*Given information*.
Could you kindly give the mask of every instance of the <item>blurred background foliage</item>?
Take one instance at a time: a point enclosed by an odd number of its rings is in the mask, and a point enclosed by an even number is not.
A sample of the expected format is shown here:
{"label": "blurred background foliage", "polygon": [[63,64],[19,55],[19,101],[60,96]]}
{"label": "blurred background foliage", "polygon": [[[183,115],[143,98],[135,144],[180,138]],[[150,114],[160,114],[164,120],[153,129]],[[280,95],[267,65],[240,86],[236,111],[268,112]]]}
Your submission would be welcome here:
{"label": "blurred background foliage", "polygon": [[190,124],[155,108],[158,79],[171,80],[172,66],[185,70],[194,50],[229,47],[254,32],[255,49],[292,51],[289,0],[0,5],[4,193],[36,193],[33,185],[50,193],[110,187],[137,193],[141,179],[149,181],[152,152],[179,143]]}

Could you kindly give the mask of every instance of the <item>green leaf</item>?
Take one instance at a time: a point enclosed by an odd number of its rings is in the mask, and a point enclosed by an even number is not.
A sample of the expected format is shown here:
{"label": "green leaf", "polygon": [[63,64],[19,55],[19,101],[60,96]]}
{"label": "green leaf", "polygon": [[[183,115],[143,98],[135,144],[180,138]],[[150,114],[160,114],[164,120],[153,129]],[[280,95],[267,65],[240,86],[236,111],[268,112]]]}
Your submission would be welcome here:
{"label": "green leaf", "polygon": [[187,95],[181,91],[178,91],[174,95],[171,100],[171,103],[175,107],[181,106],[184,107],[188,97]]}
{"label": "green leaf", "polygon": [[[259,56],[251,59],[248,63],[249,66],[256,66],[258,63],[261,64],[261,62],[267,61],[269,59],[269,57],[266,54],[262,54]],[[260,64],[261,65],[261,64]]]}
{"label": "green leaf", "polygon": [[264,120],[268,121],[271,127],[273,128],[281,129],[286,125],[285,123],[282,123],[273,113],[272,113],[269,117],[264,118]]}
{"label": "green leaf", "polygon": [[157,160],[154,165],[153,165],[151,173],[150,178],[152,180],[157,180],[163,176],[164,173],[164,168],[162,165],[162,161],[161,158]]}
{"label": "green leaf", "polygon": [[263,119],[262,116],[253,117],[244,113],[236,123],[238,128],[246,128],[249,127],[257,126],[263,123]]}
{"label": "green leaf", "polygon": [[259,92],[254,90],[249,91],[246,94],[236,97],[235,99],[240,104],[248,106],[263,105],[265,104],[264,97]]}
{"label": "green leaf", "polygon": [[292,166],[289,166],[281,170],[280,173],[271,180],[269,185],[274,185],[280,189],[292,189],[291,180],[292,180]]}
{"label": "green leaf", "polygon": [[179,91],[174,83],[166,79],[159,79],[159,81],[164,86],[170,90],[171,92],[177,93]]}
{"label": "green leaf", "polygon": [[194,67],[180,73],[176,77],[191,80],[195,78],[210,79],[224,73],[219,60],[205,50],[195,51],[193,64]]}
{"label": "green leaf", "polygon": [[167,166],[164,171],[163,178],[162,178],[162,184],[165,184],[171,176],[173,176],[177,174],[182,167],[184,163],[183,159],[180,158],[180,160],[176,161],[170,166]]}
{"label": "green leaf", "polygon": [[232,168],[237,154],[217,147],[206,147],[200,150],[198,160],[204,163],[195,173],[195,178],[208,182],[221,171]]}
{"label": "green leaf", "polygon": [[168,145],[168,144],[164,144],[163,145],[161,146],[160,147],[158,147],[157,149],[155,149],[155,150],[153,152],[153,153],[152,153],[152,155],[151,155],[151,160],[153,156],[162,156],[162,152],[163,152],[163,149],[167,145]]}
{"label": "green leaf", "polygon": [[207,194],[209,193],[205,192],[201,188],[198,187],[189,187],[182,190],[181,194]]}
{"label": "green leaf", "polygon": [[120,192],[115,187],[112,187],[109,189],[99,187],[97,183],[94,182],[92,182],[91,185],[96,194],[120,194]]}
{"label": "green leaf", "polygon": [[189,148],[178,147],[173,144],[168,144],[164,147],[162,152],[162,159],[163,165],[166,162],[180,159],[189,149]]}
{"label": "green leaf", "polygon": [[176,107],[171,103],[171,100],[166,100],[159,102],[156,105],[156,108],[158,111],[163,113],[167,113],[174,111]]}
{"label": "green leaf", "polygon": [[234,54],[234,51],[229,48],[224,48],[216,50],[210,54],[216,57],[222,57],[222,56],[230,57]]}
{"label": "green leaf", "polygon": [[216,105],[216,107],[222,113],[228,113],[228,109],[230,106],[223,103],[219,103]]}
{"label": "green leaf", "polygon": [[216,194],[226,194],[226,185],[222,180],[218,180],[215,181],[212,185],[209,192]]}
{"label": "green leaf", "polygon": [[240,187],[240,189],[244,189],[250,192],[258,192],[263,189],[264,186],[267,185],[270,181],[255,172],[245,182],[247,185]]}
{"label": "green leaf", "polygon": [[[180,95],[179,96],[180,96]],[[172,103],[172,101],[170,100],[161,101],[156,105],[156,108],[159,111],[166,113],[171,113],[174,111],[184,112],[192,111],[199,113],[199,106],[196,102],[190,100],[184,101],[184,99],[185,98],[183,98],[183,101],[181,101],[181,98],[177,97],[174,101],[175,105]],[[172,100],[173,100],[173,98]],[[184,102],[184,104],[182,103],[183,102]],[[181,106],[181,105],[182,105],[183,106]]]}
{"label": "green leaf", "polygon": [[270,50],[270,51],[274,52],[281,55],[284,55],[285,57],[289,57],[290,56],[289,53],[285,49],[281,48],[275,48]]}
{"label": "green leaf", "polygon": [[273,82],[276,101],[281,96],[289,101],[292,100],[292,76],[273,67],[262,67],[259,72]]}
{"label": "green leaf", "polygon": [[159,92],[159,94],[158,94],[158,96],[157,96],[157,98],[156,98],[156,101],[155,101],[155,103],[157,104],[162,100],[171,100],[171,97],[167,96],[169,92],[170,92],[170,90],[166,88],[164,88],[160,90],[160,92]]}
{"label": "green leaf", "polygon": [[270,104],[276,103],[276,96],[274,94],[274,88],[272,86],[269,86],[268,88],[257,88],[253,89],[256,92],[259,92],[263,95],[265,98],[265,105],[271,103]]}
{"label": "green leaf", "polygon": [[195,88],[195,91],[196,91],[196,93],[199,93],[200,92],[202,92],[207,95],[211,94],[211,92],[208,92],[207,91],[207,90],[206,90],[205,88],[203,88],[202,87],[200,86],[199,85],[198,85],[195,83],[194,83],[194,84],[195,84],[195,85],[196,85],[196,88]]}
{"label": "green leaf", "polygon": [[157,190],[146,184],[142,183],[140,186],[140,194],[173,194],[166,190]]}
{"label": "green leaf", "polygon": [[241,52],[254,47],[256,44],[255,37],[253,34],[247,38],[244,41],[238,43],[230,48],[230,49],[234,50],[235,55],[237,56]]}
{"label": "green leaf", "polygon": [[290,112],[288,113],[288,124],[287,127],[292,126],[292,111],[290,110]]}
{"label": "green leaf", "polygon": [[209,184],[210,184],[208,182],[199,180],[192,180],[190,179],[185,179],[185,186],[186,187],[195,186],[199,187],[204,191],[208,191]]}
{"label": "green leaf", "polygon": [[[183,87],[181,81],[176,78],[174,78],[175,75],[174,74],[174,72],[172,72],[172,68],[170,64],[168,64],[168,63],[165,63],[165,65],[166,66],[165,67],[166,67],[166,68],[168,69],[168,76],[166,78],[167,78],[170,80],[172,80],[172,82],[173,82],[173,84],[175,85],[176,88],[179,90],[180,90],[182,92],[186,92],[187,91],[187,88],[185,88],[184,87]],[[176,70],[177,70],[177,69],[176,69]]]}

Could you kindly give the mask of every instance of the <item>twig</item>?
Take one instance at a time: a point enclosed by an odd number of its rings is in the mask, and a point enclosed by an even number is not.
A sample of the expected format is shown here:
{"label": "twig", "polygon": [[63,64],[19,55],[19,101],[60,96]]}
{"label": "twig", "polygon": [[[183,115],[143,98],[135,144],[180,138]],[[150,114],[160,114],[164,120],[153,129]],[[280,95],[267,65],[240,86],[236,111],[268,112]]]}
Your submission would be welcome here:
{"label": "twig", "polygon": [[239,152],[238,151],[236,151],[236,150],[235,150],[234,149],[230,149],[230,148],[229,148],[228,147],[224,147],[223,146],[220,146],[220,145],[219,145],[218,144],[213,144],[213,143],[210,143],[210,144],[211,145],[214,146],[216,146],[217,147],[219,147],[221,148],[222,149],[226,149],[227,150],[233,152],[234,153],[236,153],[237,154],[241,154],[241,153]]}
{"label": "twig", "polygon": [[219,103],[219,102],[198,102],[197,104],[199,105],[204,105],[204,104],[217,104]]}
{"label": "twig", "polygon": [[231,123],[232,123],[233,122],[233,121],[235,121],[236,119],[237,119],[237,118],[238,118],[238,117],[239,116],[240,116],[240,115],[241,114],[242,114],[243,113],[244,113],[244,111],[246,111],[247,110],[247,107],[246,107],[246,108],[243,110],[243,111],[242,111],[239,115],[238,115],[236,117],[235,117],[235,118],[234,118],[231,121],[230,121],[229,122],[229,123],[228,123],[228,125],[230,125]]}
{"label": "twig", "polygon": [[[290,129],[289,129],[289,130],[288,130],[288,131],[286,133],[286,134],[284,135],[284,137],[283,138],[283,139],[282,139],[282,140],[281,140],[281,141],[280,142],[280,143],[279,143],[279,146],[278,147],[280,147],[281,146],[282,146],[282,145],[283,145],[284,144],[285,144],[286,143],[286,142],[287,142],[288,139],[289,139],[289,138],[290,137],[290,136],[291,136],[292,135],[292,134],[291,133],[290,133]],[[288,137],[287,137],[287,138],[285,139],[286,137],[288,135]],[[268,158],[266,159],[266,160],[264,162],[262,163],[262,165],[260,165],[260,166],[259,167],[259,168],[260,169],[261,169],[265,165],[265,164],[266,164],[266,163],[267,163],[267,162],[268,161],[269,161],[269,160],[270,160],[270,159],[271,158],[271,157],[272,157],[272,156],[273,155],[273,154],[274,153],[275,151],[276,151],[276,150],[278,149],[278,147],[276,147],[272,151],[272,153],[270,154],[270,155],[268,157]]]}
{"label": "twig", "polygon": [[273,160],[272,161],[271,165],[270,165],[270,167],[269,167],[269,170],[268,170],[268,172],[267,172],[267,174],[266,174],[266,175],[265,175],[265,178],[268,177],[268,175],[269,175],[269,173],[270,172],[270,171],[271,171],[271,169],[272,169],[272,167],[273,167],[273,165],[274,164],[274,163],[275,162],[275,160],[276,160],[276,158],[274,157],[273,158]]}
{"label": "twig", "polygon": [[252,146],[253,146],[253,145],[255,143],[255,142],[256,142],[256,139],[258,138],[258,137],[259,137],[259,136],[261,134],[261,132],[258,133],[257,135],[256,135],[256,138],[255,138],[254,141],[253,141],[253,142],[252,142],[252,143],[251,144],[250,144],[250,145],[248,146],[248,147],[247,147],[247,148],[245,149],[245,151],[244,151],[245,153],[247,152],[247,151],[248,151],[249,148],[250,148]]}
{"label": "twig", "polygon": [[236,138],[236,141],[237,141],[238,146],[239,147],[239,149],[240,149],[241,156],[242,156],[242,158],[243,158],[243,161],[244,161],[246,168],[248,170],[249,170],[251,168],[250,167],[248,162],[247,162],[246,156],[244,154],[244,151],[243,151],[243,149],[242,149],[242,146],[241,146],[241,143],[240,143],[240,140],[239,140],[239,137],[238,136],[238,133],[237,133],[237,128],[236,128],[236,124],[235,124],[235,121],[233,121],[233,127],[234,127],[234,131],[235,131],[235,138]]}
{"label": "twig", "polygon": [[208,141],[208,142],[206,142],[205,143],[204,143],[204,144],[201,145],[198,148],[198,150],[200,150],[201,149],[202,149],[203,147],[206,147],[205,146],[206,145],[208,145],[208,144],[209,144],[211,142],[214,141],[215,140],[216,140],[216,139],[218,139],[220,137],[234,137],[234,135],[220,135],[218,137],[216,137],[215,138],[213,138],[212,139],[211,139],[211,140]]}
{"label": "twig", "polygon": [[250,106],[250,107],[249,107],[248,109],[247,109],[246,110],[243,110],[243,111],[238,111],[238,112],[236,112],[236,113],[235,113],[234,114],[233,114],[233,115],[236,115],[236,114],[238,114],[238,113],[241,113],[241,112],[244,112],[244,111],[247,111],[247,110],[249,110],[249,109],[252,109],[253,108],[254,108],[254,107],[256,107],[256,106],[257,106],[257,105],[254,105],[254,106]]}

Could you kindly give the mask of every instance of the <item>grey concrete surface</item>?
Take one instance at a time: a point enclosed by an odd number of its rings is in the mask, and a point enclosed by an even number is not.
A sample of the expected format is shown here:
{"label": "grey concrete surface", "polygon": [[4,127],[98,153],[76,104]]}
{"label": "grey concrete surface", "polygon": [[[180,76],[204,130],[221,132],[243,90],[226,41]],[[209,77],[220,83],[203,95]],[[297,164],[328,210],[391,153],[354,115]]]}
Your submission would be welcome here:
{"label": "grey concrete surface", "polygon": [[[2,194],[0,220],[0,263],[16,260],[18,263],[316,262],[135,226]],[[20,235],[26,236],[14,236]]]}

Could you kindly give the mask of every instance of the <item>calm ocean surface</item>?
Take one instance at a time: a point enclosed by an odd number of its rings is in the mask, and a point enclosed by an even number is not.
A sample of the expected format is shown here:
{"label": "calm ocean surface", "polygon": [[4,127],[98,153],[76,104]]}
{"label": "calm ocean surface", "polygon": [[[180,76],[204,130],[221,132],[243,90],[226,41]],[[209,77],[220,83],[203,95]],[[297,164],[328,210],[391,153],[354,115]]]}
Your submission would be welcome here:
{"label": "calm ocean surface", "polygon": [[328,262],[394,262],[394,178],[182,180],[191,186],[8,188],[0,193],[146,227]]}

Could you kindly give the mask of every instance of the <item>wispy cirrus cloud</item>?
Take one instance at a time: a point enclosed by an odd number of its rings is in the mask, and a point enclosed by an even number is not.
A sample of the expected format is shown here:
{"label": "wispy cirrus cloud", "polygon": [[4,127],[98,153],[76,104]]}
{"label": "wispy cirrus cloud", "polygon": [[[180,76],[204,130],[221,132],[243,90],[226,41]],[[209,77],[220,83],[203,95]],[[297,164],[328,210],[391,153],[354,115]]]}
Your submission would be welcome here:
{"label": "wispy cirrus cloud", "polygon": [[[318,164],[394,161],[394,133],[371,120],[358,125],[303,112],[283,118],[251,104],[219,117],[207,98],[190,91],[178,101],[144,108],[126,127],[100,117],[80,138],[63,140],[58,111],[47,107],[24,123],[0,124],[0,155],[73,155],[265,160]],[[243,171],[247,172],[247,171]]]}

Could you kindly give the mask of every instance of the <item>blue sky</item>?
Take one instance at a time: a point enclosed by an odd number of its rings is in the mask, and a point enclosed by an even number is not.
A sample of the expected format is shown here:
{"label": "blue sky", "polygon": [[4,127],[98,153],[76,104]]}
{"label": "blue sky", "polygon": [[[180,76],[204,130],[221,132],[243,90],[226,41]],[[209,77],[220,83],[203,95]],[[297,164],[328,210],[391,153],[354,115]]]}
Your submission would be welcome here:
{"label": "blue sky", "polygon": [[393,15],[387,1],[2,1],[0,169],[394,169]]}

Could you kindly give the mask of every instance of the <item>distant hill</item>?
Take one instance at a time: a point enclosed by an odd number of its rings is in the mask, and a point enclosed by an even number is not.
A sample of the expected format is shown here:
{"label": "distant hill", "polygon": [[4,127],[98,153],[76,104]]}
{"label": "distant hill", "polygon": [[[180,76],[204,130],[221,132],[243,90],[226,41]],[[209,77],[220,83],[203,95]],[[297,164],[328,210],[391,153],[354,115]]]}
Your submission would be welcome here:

*Work to be completed*. Locate each line in the listing above that contains the string "surface" and reproduce every such line in full.

*Reply to the exercise*.
Could you kindly give the mask of every instance of the <item>grey concrete surface</item>?
{"label": "grey concrete surface", "polygon": [[4,127],[98,153],[76,104]]}
{"label": "grey concrete surface", "polygon": [[[180,76],[204,130],[221,132],[243,90],[226,41]],[[209,77],[220,83],[203,95]],[[297,164],[328,210],[391,153],[354,115]]]}
{"label": "grey concrete surface", "polygon": [[[2,194],[0,220],[0,263],[16,260],[18,263],[316,262],[135,226]],[[20,235],[26,236],[14,236]]]}
Could you kindly give the mask of every instance of the <item>calm ocean surface</item>?
{"label": "calm ocean surface", "polygon": [[4,127],[98,153],[76,104]]}
{"label": "calm ocean surface", "polygon": [[[180,76],[204,130],[221,132],[243,90],[226,41]],[[209,77],[220,83],[203,95]],[[297,164],[328,210],[391,153],[354,115]]]}
{"label": "calm ocean surface", "polygon": [[328,262],[394,262],[394,178],[182,180],[191,186],[8,188],[0,193],[146,227]]}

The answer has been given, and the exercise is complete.